• **THE EXERCISE**
Reproduce word for word the lines below, from the one containing "Search the above image: is any illuminated" through the final line, both included.
* begin *
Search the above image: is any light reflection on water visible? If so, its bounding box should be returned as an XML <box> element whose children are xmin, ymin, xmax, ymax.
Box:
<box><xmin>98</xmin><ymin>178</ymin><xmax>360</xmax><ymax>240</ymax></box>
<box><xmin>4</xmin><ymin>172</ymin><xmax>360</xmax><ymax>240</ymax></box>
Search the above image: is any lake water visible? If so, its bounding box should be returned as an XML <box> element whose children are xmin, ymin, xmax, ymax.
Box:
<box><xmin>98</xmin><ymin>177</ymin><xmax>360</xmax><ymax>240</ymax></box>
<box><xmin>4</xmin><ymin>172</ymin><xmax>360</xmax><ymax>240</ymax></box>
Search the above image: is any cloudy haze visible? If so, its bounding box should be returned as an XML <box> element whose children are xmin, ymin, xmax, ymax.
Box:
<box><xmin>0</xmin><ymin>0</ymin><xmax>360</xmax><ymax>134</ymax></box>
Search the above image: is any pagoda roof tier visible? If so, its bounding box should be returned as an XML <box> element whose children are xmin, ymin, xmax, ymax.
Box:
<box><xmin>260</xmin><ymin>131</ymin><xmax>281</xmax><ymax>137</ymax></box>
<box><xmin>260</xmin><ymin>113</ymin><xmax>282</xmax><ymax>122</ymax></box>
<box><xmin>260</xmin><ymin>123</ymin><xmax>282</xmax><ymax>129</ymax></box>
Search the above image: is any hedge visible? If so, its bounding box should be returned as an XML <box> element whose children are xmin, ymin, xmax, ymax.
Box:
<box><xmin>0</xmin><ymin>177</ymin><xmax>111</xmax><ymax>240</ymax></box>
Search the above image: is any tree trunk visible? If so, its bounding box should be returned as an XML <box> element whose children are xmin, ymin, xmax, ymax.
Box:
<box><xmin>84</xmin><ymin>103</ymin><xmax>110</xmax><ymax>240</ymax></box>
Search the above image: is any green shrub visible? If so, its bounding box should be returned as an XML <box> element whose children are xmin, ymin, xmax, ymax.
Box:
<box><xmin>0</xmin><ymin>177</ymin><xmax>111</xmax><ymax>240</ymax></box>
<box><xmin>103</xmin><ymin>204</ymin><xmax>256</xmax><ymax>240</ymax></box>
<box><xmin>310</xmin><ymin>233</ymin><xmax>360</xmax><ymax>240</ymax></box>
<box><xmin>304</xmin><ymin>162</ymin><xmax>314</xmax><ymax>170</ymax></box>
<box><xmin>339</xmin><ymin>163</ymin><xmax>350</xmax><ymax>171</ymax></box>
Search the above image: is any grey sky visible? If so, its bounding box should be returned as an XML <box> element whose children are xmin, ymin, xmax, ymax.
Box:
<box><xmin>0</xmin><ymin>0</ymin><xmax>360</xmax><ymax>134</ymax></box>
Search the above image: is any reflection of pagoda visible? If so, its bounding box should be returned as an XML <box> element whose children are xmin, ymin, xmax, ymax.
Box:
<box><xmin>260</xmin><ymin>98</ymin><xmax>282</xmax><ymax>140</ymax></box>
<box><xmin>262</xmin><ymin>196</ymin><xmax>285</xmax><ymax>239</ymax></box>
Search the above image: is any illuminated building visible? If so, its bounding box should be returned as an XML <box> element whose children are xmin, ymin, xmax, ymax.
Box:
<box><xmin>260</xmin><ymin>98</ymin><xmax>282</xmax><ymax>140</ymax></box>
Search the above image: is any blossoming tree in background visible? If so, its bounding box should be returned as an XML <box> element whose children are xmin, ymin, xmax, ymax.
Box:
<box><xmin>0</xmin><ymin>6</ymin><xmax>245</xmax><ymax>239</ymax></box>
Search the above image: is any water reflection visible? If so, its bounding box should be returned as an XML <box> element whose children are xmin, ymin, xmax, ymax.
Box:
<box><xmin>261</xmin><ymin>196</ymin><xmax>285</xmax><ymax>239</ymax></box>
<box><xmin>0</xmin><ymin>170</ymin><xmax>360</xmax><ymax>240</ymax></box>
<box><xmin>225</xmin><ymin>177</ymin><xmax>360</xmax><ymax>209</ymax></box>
* end *
• **RESPONSE BELOW**
Search the above image: is any illuminated building visible? If so, its bounding box should be returned as an XML <box> element whose children are xmin, ymin, xmax, ymax.
Box:
<box><xmin>260</xmin><ymin>98</ymin><xmax>282</xmax><ymax>140</ymax></box>
Search the above image: is any blossoming tree in background visible? If so, its bounding box should be returned as an XML <box> element whose children are xmin, ymin, xmax, ymax.
Box:
<box><xmin>0</xmin><ymin>6</ymin><xmax>245</xmax><ymax>239</ymax></box>
Search the above image: is any water reflection visible? If so, its bounding box should be returned as an XML <box> element whose children are xmin, ymin, xmax, ymax.
Box:
<box><xmin>261</xmin><ymin>196</ymin><xmax>285</xmax><ymax>239</ymax></box>
<box><xmin>0</xmin><ymin>170</ymin><xmax>360</xmax><ymax>240</ymax></box>
<box><xmin>225</xmin><ymin>177</ymin><xmax>360</xmax><ymax>209</ymax></box>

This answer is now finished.